Records supplied Start Marker
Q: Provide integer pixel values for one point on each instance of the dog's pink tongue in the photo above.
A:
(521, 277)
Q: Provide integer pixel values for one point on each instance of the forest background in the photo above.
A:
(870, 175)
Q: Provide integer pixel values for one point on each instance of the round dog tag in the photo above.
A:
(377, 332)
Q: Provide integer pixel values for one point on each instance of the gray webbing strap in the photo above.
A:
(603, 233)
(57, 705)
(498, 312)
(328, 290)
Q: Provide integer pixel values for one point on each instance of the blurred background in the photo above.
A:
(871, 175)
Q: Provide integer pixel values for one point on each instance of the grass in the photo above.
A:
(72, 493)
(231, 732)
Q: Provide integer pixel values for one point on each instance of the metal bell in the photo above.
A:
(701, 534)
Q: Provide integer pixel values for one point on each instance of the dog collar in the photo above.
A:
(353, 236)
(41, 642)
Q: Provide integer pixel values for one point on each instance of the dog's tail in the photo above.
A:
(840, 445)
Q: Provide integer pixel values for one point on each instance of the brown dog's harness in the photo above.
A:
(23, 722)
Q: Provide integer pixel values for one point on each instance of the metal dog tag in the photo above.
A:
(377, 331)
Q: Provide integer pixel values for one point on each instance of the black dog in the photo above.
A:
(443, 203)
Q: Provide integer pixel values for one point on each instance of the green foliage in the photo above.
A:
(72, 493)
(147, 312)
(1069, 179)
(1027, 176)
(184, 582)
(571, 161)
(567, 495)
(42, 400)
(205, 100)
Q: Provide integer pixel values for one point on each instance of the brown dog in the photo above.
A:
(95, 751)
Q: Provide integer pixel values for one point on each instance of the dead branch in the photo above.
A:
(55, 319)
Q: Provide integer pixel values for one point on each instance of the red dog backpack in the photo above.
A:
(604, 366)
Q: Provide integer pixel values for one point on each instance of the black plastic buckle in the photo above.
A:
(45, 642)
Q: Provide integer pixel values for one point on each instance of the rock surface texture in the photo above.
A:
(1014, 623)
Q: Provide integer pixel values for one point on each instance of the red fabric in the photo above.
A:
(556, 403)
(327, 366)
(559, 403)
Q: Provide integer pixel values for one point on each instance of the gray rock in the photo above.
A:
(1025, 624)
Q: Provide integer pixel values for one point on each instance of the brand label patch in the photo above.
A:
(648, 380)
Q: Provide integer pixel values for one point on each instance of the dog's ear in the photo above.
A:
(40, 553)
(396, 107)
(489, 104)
Records supplied End Marker
• **Exercise description**: Reproduce the lines of the records exactly, from the first one through the line that contains "collar in the photo above.".

• **Result**:
Q: Provide integer pixel values for one point on each instance of the dog's pink tongue in the photo above.
A:
(521, 277)
Q: Provide integer pixel values for one point on each instance of the forest background in the photo above.
A:
(870, 175)
Q: Provide integer pixel values for one point on each instance of the round dog tag in the photo above.
A:
(377, 332)
Q: Provide integer pixel values for one point on each instance of the gray webbing strap in the photo above.
A:
(603, 233)
(57, 705)
(498, 312)
(328, 290)
Q: Provide integer pixel values for one point on each instance of the blurred background in the photo above.
A:
(871, 175)
Q: Provide integer pixel values for one point on each instance of the grass in the photo above.
A:
(72, 493)
(231, 732)
Q: Provide integer pixel values for one point on each instance of the metal bell in the photo above.
A:
(701, 534)
Q: Provide integer pixel values for one point on each instance of the dog collar in the photo above.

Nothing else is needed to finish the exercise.